Top of Given data
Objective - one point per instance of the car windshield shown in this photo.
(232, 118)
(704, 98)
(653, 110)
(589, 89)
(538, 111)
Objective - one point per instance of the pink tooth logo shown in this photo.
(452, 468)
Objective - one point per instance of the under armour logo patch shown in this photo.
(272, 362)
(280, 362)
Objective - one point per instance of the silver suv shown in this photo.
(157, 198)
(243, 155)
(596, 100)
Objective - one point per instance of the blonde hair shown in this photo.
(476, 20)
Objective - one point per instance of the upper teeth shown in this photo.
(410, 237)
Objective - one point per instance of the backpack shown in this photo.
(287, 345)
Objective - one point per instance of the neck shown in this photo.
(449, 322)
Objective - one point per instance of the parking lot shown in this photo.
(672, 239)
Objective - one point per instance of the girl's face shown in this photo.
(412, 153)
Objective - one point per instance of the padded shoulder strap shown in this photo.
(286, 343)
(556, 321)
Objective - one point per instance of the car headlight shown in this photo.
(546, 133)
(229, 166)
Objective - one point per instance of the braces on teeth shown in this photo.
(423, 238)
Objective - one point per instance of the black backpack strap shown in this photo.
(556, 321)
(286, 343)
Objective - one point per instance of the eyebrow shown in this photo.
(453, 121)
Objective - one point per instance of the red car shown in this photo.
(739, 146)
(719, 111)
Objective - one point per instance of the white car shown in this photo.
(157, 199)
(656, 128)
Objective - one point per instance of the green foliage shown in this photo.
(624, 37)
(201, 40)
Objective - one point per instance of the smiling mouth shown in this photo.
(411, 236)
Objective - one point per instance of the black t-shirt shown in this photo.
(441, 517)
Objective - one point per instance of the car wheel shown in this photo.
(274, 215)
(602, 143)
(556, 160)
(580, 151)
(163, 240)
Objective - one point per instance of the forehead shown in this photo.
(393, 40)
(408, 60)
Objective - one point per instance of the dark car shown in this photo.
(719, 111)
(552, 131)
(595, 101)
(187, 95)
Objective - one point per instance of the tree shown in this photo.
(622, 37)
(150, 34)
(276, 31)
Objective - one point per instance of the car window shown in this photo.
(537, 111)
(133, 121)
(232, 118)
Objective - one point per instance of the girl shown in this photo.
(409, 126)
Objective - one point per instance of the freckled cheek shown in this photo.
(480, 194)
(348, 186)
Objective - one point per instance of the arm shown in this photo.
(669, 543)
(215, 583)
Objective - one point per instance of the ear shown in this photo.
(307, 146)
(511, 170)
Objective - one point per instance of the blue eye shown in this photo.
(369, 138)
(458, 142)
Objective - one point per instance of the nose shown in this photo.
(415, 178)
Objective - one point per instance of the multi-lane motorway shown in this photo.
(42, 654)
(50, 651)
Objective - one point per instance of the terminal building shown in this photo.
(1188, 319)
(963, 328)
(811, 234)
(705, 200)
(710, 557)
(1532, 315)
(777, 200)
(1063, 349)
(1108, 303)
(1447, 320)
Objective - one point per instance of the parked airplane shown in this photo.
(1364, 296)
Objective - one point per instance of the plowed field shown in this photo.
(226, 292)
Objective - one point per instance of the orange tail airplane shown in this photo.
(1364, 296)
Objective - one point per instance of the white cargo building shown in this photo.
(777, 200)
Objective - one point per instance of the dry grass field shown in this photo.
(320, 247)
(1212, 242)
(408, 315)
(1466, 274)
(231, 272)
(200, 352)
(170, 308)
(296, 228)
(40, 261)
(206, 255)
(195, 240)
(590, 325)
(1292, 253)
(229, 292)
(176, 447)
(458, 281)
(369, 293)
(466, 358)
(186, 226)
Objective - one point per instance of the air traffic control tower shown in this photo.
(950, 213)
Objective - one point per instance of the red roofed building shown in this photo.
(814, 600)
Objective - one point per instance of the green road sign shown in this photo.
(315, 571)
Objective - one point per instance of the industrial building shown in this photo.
Bottom of Given data
Your task is to restate all of the records above word for word.

Objective - one point per instance of the car windshield shown in this photo.
(232, 118)
(704, 98)
(653, 110)
(589, 89)
(538, 111)
Objective - one point per instance of the pink tooth logo shown in this photo.
(452, 468)
Objective - one point per instance of the under armour logo patch shown in this photo.
(272, 362)
(280, 362)
Objective - one point per instance of the silver suv shown in this photo.
(157, 198)
(243, 155)
(596, 100)
Objective - one point per instance of the blonde hair shown in this photo.
(476, 20)
Objective - one point per instance of the upper teeth shown in this photo.
(410, 237)
Objective - one point per instance of the backpack shown in this photo.
(287, 345)
Objective - one point per instance of the neck shown in this photo.
(449, 322)
Objective - one point per instance of the parking lot shown in this photo.
(672, 239)
Objective - one point per instance of the girl's face shown in this photo.
(412, 153)
Objective - one point per instance of the padded shoulder strap shown in this photo.
(286, 343)
(556, 321)
Objective - one point per instance of the car headlight shown in this photo.
(546, 133)
(229, 166)
Objective - one point per instance of the braces on teeth shown in this photo.
(423, 238)
Objective - one point per instance of the black backpack strap shown in this photo.
(556, 321)
(286, 343)
Objective - one point per instance of the eyebrow shown in this photo.
(453, 121)
Objective - one point per instance of the red car shown in this photo.
(739, 146)
(719, 111)
Objective - one point per instance of the white car shown in this photo.
(157, 199)
(656, 128)
Objective - one point per instance of the green foliage shown in this photo.
(624, 37)
(201, 40)
Objective - one point per instance of the smiling mouth shown in this photo.
(411, 236)
Objective - one point per instance of the black t-shirt shown in this photo.
(441, 517)
Objective - one point per instance of the car wheel shown in this photo.
(274, 215)
(602, 143)
(556, 160)
(580, 151)
(163, 240)
Objective - one point per instance of the forehead shown in this photo.
(393, 40)
(408, 60)
Objective - one point per instance of the dark car shown in this photo.
(719, 111)
(552, 131)
(595, 101)
(187, 95)
Objective - one point per instance of the tree shown in this photo.
(622, 37)
(150, 34)
(276, 31)
Objective - one point per instance of the car window shown in this photo.
(537, 111)
(133, 121)
(232, 118)
Objective - one point per instance of the girl shown in this photo.
(409, 126)
Objective - one point per instance of the freckled cheek shown in this photo.
(480, 194)
(348, 186)
Objective - one point per instance of the arm shown in this photo.
(669, 543)
(215, 583)
Objective - one point per instance of the ear shown in this photo.
(307, 146)
(511, 170)
Objective - one point per instance of the blue eye shown in this photo.
(369, 138)
(458, 142)
Objective - one point per instance of the nose shown in this photo.
(415, 178)
Objective - one point per instance of the multi-lane motorway shown in this photo.
(42, 654)
(50, 651)
Objective - one point per instance of the terminal building shown in this photo.
(1188, 319)
(963, 328)
(811, 234)
(705, 200)
(710, 557)
(1532, 315)
(777, 200)
(1063, 349)
(1108, 303)
(1447, 320)
Objective - one point per instance of the parked airplane shown in this photo.
(1364, 296)
Objective - one point per instance of the plowed field shown in this photo.
(226, 292)
Objective - one point per instance of the orange tail airplane shown in this photo.
(1364, 296)
Objective - one point per instance of the white cargo building shown in this photo.
(777, 200)
Objective - one point per instance of the dry grass field shown in this photo.
(320, 247)
(1212, 242)
(408, 315)
(1466, 274)
(231, 272)
(200, 352)
(170, 308)
(296, 228)
(40, 261)
(206, 255)
(195, 240)
(590, 325)
(1292, 253)
(229, 292)
(176, 447)
(458, 281)
(369, 293)
(466, 358)
(186, 226)
Objective - one point per instance of the air traffic control tower shown in this photo.
(950, 213)
Objective - one point per instance of the red roofed building shown in this photo.
(814, 600)
Objective - one point per instance of the green road sign shown in this photo.
(315, 571)
Objective - one point per instance of the industrial building shown in this photo.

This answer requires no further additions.